■ Problem
Copy the entries below word for word, starting at the line containing "For the benchmark, spot each instance of the beige" and ending with the final line of the entries, both included.

* Begin *

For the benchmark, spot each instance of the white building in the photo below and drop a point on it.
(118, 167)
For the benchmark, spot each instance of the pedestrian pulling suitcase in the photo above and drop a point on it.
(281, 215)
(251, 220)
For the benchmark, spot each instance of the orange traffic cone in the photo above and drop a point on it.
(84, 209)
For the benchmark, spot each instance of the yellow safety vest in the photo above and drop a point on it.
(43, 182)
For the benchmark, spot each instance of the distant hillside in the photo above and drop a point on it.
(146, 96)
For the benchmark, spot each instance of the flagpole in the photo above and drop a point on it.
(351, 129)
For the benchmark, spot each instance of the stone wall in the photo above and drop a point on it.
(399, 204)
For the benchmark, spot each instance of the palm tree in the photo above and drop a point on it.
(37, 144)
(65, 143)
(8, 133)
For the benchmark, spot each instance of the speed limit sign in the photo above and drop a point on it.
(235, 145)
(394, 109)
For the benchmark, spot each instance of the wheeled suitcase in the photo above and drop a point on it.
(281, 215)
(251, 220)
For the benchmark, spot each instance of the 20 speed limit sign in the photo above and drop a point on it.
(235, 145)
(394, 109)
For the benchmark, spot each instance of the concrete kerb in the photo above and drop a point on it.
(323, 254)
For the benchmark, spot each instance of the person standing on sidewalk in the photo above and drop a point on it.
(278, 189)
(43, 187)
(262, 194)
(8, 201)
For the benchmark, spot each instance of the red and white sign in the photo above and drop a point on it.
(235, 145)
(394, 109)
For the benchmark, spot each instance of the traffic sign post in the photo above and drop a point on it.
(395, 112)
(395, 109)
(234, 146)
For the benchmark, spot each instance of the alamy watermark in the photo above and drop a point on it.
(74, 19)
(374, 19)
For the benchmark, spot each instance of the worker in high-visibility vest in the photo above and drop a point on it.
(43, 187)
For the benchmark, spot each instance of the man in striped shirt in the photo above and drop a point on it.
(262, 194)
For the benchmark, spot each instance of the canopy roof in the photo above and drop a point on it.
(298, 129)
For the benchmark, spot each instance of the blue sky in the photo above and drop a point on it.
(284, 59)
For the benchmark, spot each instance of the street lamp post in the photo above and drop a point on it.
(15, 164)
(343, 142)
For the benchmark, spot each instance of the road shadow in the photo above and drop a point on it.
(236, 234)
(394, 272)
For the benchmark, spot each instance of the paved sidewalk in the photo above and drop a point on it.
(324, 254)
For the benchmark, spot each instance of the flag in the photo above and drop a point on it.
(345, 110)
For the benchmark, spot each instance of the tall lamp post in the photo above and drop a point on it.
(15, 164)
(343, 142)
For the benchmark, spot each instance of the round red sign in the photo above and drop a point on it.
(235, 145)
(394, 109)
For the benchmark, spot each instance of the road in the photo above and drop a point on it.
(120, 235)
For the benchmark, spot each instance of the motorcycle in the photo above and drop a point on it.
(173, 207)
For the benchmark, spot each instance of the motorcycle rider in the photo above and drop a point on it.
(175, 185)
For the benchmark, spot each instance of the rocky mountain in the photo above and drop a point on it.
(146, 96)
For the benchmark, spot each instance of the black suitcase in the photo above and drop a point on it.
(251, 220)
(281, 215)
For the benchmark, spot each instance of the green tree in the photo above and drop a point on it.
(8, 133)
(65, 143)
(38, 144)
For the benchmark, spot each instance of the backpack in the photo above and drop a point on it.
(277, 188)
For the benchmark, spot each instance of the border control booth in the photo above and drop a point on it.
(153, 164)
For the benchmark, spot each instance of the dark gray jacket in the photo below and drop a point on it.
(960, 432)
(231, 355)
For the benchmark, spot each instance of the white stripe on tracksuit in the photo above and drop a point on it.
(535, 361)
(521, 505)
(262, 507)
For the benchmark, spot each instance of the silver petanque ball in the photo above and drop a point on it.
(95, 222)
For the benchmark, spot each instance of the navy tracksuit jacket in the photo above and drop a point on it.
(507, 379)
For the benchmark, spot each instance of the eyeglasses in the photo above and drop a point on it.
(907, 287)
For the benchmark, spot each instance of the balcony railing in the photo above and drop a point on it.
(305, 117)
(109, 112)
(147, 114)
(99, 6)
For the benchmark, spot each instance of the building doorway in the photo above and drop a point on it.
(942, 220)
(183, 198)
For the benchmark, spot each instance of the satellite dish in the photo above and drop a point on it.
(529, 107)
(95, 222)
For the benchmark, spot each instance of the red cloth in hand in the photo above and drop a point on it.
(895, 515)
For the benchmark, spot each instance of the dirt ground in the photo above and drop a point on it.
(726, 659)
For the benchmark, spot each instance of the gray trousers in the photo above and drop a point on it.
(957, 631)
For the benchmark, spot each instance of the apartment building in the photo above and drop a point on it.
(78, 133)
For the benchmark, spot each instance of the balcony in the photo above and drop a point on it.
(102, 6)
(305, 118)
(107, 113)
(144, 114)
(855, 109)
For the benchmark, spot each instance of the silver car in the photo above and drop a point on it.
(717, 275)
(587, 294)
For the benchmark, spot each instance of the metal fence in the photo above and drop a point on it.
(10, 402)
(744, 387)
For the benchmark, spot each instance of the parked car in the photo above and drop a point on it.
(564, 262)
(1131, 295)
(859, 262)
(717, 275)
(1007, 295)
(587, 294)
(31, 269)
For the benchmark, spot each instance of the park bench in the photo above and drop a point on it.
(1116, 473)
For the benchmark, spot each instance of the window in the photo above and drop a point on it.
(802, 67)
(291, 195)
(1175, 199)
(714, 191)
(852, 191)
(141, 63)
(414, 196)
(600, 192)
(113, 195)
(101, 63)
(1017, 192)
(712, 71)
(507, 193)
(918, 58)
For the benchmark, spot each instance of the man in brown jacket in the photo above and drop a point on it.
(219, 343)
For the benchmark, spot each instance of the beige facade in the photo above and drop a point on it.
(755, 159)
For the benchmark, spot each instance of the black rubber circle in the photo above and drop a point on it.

* End *

■ Solution for this problem
For the benchmark, spot each instance of the beige facade in the photo above and drop a point on it.
(755, 159)
For the benchmark, spot each instance of the black rubber circle in the photo above and drop a point on it.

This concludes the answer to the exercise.